● Task description
Update the lines from the line with "Please segment every instance of the thin" to the line with "[(88, 266), (104, 468), (199, 428)]", replacing "inner ring" with "innermost ring" and leaving everything else unchanged.

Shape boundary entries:
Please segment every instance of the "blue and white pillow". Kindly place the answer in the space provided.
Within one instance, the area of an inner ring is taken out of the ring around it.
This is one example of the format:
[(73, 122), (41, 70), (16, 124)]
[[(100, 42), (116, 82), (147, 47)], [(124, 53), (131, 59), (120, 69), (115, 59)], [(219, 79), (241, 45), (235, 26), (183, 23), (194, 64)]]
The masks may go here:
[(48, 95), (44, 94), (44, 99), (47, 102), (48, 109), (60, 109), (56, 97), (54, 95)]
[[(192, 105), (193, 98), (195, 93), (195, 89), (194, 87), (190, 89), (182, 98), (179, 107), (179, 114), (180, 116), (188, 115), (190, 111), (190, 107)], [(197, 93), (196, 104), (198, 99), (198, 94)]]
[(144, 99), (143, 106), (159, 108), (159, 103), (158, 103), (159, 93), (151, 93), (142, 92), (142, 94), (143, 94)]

---

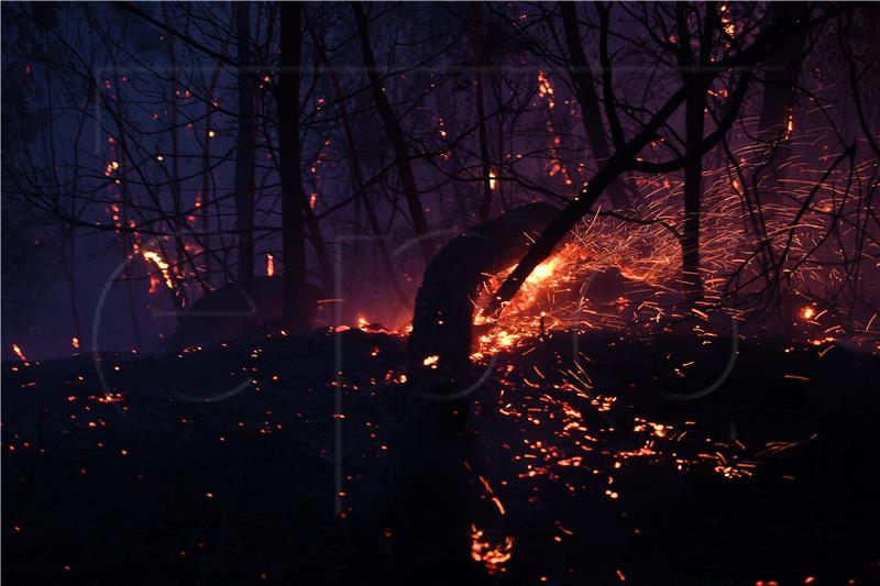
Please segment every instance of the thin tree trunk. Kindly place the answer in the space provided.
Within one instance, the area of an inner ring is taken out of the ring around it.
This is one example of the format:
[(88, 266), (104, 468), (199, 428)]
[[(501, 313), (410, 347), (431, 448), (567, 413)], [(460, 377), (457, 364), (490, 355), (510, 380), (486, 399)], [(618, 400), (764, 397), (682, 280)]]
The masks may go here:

● Result below
Please segment every instance of the thin tree trunk. Kindly place the answer in the space provided.
Within one instance, the area of an innermost ring is taken out of the ring around it.
This is one example of the format:
[(88, 266), (104, 468), (199, 428)]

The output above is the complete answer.